● **Supplied text**:

^^^^^^^^^^^^^^^^

# What is the concept of channels in CNNs?

I am trying to understand what channels mean in convolutional neural networks. When working with grayscale and colored images, I understand that the number of channels is set to 1 and 3 (in the first conv layer), respectively, where 3 corresponds to red, green, and blue.

Say you have a colored image that is 200x200 pixels. The standard is such that the input matrix is a 200x200 matrix with 3 channels. The first convolutional layer would have a filter that is size $$N \times M \times 3$$, where $$N,M<200$$ (I think they're usually set to 3 or 5).

Would it be possible to structure the input data differently, such that the number of channels now becomes the width or height of the image? i.e., the number of channels would be 200, the input matrix would then be 200x3 or 3x200. What would be the advantage/disadvantage of this formulation versus the standard (# of channels = 3)? Obviously, this would limit your filter's spatial size, but dramatically increase it in the depth direction.

I am really posing this question because I don't quite understand the concept of channels in CNNs.

^^^^^^^^^^^^^^^^

● **Work to do**:
A. Copy out the passage of the post about channels in CNNs that opens with the words containing "Say you have" and closes with "channels in CNNs.".
B. Answer these from the post about channels in CNNs, one per line:
(i) How many channels does the post say are set for grayscale images in the first conv layer?
(ii) What pixel size does the post give for the example colored image?
(iii) What values does the writer think N and M are usually set to?

● **Recorded information**:
^^^^^^^^^^^^^^^^

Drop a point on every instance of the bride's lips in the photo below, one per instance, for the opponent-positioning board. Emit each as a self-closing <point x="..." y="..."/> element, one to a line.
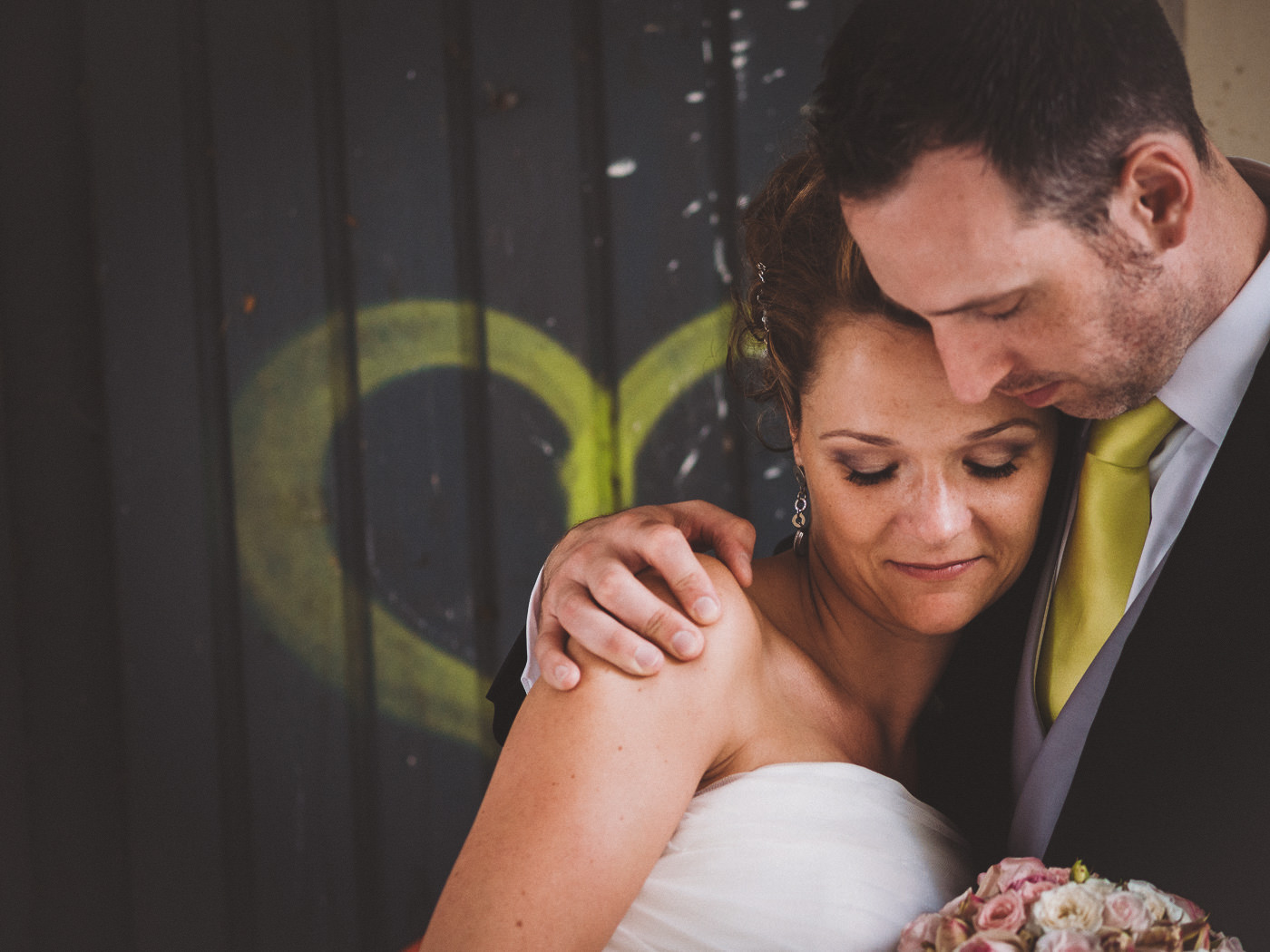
<point x="936" y="571"/>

^^^^^^^^^^^^^^^^

● **Answers given**:
A.
Say you have a colored image that is 200x200 pixels. The standard is such that the input matrix is a 200x200 matrix with 3 channels. The first convolutional layer would have a filter that is size $$N \times M \times 3$$, where $$N,M<200$$ (I think they're usually set to 3 or 5).

Would it be possible to structure the input data differently, such that the number of channels now becomes the width or height of the image? i.e., the number of channels would be 200, the input matrix would then be 200x3 or 3x200. What would be the advantage/disadvantage of this formulation versus the standard (# of channels = 3)? Obviously, this would limit your filter's spatial size, but dramatically increase it in the depth direction.

I am really posing this question because I don't quite understand the concept of channels in CNNs.

B.
(i) 1
(ii) 200x200 pixels
(iii) 3 or 5